* Begin SOURCE DOCUMENT *

Contrast the purity norms of the closed community with Jesus' table-fellowship as described in the parable of the dinner party. A rich man prepared a great banquet, but his guests made excuses not to come.

"The servant came back and reported this to his master. Then the owner of the house became angry and ordered his servant, 'Go out quickly into the streets and alleys of the town and bring in the poor, the crippled, the blind and the lame.'
'Sir,' the servant said, 'what you ordered has been done, but there is still room.'
Then the master told his servant, 'Go out to the roads and country lanes and make them come in, so that my house will be full.
I tell you, not one of those men who were invited will get a taste of my banquet.'
"
     - Luke 14:21-24 // Matthew 22:7-13; Thomas 66:10-11

"In the Palestinian Jesus movement the table of God was open to all the poor, and not least to the disabled, the lame, and the blind - those specifically excluded by the self-styled 'poor' of Qumran."
     - James D. G. Dunn, "Jesus, Table-Fellowship, and Qumran" in Jesus and the Dead Sea Scrolls (James H. Charlesworth, Ed. - 1992), p. 267

"In the parable of the banquet in Luke 14:15-24, Jesus condemns those who seek places of rank in his kingdom, perhaps in polemic response to the Essene exclusion from their banquet of all except the elite of the desert who shared their goods and were 'men of renown.'."
     - Frank Moore Cross, Jr., "Dead Sea Scrolls: Overview"

"The parable has been preserved in three different versions. Thomas' edition contains some revision, but not as many as Matthew's version. In Matthew, the story is elevated from a dinner party to a royal wedding feast and turned into an allegory of the history of salvation..."
"Luke's version is much nearer the original, in the judgment of most scholars, although it, too, has undergone some editorial modifications....The first invitation to the surprised villagers in v. 21 is a reiteration of the advice given in v. 14 to those who organize a lunch or a dinner: they are to invite the poor, the crippled, the blind, and the lame. This is a favorite theme of Luke note 4:18-19, 7:22, which indicate that the list of those to be included was inspired by the Hebrew scriptures."
     - Robert W. Funk, Roy W. Hoover, and the Jesus Seminar, The Five Gospels

A Radical Vision
Commensality: "the rules of tabling and eating as miniature models for the rules of association and socialization. It means table fellowship as a map of economic discrimination, social hierarchy, and political differentiation."
     - John Dominic Crossan, Jesus: A Revolutionary Biography (1994)

"It is the random and open commensality of the parable's meal that is its most startling element. One could, in such a situation, have classes, sexes, ranks, and grades all mixed up together. The social challenge of such egalitarian commensality is the radical threat of the parable's vision."
     - John Dominic Crossan, The Historical Jesus, The Life of a Mediterranean Peasant (1991)

* End SOURCE DOCUMENT *
* Begin PROVIDED RECORDS *

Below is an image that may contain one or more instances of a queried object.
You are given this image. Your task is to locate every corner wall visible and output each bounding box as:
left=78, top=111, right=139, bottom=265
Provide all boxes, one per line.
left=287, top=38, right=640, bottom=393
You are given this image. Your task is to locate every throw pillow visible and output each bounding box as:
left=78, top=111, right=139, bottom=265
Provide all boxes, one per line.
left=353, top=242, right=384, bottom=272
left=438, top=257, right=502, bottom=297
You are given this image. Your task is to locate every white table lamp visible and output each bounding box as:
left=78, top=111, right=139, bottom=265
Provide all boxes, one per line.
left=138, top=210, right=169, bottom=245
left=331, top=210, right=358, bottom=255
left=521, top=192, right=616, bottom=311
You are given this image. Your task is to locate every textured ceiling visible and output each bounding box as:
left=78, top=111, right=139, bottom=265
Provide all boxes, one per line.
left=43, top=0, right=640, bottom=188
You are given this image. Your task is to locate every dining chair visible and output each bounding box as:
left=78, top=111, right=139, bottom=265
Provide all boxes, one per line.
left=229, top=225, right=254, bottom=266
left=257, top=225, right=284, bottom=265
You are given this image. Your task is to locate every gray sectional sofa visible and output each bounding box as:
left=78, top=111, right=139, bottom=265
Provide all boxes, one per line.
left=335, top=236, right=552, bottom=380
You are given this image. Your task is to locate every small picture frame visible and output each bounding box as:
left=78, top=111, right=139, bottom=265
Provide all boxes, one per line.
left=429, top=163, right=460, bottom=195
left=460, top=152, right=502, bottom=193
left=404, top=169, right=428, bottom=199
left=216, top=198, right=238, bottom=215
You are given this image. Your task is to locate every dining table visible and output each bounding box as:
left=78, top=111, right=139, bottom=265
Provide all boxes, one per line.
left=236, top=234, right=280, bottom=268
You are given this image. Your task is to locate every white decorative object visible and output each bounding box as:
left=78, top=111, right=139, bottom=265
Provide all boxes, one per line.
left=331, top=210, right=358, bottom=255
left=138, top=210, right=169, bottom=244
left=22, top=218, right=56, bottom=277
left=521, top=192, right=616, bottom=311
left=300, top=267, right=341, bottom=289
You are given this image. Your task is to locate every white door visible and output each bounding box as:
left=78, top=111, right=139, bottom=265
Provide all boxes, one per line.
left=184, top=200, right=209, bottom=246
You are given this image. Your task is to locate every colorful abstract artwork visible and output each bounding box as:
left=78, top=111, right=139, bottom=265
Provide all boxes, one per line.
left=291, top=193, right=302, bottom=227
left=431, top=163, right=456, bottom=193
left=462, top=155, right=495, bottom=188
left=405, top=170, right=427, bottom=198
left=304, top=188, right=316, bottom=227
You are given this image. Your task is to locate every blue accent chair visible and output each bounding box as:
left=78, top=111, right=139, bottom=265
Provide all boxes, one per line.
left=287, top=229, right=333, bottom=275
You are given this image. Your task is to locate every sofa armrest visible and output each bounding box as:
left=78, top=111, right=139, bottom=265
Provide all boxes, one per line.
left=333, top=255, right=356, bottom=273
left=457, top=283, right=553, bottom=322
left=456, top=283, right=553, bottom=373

* End PROVIDED RECORDS *

TO BE DONE:
A. Please transcribe the portion of the table-fellowship text that opens with the words containing "Contrast the purity" and closes with "not to come.".
B. Render this sentence from the table-fellowship text in Spanish: "The parable has been preserved in three different versions."
C. According to the table-fellowship text, into what is the dinner party elevated in Matthew's version of the story?
Rely only on the table-fellowship text for what comes next.

ANSWERS PROVIDED:
A.
Contrast the purity norms of the closed community with Jesus' table-fellowship as described in the parable of the dinner party. A rich man prepared a great banquet, but his guests made excuses not to come.

B. La parábola se ha conservado en tres versiones diferentes.

C. A royal wedding feast.